EXERCISE REQUIREMENTS |
Copy, exactly and without additions, every line in the records below from the one holding "query | gray hooded sweatshirt" through the one holding "query | concrete wall", both ends included.

DATA EXTRACTS |
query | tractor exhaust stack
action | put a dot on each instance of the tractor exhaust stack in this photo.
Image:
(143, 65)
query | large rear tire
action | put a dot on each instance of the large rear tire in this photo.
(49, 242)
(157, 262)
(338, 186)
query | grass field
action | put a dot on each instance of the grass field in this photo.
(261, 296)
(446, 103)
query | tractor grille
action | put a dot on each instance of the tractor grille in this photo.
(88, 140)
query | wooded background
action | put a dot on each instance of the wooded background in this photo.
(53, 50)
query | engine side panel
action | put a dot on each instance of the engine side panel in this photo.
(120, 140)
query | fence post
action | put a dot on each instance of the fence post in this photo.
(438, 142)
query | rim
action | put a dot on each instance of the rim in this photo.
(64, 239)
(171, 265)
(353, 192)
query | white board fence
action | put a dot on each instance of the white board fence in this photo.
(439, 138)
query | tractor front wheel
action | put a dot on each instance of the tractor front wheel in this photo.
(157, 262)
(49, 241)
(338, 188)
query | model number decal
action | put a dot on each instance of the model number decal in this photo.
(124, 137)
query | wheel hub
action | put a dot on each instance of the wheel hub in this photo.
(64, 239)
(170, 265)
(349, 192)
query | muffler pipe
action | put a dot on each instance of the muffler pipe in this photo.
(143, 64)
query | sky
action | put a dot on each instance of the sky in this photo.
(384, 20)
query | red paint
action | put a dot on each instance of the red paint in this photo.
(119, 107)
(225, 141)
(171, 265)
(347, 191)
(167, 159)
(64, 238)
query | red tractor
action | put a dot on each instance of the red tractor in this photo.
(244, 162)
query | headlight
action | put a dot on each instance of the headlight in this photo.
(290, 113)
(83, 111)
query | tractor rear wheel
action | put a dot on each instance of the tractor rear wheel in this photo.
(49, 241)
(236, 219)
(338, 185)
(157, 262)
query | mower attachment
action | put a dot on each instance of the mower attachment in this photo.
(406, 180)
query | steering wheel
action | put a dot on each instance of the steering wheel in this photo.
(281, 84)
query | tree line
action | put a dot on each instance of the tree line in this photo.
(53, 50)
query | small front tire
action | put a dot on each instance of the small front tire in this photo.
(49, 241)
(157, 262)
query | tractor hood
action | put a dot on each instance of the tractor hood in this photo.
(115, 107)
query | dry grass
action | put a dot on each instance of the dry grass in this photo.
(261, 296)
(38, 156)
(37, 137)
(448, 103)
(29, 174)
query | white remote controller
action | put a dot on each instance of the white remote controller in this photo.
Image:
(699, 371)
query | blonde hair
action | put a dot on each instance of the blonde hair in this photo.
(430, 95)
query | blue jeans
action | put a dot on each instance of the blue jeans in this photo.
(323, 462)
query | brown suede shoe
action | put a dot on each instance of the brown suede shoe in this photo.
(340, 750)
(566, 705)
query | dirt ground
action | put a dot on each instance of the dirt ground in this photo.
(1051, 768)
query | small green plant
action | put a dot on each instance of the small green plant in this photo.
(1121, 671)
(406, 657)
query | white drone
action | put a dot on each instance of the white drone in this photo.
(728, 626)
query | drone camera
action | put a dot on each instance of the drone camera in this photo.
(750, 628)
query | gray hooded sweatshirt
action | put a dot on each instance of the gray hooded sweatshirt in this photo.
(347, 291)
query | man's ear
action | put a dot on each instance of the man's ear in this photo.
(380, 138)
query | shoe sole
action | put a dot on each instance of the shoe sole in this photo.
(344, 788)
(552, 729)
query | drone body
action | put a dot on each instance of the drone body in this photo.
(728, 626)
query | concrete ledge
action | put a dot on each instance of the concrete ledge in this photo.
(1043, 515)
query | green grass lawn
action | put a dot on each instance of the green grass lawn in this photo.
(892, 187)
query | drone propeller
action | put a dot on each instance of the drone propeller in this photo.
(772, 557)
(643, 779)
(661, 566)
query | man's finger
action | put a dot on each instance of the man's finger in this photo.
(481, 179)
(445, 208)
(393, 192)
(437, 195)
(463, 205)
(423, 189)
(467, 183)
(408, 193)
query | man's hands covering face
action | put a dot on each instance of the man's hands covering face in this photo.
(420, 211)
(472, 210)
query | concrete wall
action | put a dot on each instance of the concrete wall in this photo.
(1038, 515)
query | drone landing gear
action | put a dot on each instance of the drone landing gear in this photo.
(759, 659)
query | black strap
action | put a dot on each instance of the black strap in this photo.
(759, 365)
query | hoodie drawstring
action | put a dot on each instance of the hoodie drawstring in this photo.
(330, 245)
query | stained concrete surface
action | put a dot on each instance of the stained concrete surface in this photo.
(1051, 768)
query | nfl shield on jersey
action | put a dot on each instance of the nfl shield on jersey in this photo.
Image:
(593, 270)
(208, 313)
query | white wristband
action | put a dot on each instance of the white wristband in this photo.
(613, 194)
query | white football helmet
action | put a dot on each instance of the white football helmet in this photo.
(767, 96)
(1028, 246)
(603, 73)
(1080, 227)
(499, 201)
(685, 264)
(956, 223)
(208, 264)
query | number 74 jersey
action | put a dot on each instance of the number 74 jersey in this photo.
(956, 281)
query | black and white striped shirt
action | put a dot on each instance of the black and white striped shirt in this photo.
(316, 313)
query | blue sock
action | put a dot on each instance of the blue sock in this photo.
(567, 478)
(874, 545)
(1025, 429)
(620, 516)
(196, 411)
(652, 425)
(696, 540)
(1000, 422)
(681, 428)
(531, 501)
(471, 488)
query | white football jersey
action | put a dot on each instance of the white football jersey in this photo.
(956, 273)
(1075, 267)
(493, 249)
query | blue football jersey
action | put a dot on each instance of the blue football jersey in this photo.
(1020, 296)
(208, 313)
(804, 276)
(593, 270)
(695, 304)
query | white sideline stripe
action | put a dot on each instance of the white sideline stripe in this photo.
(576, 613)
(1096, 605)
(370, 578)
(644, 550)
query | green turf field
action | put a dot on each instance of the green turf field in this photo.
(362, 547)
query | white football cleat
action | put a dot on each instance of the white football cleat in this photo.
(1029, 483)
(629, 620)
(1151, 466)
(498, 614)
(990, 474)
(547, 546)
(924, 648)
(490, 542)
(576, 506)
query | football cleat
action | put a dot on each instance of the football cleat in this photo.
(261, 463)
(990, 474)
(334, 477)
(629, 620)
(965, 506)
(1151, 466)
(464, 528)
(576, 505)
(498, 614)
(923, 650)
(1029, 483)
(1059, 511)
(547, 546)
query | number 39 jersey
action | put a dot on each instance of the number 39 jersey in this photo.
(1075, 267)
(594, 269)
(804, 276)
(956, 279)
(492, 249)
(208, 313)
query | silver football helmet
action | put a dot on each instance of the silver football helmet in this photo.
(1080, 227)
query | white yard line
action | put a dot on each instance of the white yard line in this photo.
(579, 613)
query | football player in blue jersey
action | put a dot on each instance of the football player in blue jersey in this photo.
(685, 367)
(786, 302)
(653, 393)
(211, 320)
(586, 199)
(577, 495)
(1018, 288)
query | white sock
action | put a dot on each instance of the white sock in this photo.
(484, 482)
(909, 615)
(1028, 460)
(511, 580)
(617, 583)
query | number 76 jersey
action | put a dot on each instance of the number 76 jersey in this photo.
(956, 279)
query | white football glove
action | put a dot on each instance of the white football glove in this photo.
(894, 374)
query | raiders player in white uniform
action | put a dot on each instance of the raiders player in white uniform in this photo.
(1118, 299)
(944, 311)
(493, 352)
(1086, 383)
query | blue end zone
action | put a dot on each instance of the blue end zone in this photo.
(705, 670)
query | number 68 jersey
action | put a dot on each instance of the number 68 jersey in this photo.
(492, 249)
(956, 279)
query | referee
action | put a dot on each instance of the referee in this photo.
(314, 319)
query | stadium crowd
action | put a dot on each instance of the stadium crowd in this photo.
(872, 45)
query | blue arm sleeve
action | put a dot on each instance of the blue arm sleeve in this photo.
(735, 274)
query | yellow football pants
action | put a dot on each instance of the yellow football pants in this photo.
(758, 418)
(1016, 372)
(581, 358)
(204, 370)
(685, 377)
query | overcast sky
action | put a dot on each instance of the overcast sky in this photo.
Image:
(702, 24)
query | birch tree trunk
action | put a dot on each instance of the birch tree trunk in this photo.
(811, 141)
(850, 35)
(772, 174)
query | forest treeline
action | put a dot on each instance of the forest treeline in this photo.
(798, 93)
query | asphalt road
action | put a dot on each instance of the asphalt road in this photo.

OUTPUT BELOW |
query | gray hooded sweatshirt
action | put a dot on each instance of the gray hooded sweatshirt in this photo.
(347, 291)
query | man's ear
action | put a dot on each instance of the man's ear in this photo.
(380, 138)
query | shoe sole
action | put a dot on each instance of the shoe sole in this photo.
(344, 788)
(552, 729)
query | drone body
action | put a dot on each instance of the drone body in this photo.
(728, 626)
query | concrete ledge
action | put a dot on each instance of the concrete ledge in this photo.
(1043, 515)
query | green grass lawn
action | put a dot on each instance of the green grass lawn in this photo.
(892, 187)
query | drone propeller
action | put a dot on each instance of the drone propeller in this photo.
(772, 557)
(643, 779)
(661, 566)
query | man's finger
action | put a dot on each instance of the man's finger in this photo.
(481, 179)
(445, 208)
(393, 192)
(437, 195)
(463, 205)
(423, 189)
(467, 183)
(408, 193)
query | man's hands covering face
action | put a dot on each instance of the man's hands covering face in this photo.
(420, 211)
(472, 210)
query | concrete wall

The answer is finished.